*Problem statement*
The lines to be set down run from the line containing "the train car" through the final line of the data below; print them exactly and print nothing else.

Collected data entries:
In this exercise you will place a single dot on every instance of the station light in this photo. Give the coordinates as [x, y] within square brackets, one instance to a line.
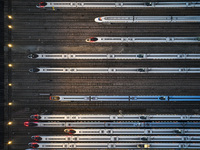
[10, 26]
[9, 45]
[10, 123]
[9, 16]
[9, 65]
[10, 104]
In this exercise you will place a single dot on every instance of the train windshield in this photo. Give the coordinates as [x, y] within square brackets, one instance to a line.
[55, 98]
[42, 4]
[93, 39]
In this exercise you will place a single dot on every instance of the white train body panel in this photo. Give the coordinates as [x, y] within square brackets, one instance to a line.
[136, 131]
[119, 117]
[121, 138]
[147, 19]
[116, 70]
[118, 145]
[146, 40]
[114, 56]
[118, 4]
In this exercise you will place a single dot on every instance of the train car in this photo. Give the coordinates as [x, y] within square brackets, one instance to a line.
[65, 146]
[143, 40]
[113, 70]
[147, 19]
[121, 124]
[123, 117]
[66, 98]
[114, 56]
[119, 138]
[63, 5]
[132, 131]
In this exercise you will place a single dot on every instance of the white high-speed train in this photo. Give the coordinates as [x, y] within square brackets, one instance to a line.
[147, 19]
[143, 39]
[63, 5]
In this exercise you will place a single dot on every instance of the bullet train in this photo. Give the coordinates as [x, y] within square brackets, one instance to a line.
[113, 56]
[89, 145]
[147, 19]
[118, 138]
[143, 40]
[126, 117]
[172, 131]
[123, 98]
[63, 5]
[119, 124]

*Answer to the exercise*
In this exercise you will place a single dot on every instance of the train car in this photo. Give the coordinates as [x, y] within square brackets, one instance to a line.
[65, 146]
[143, 40]
[113, 70]
[147, 19]
[121, 124]
[123, 117]
[66, 98]
[114, 56]
[119, 138]
[63, 5]
[132, 131]
In this exercise you will place a single dot on every instance of the white high-speed train in this photo. Give the coordinates as [x, y] within square brackets, one instance to a line.
[147, 19]
[143, 39]
[63, 5]
In this exercise you will place a single dot on every instance of the bullet train in this photo. Give the coordinates as [x, y] within square brackets, one instance to a line.
[113, 56]
[89, 145]
[147, 19]
[118, 138]
[143, 40]
[126, 117]
[172, 131]
[123, 98]
[63, 5]
[119, 124]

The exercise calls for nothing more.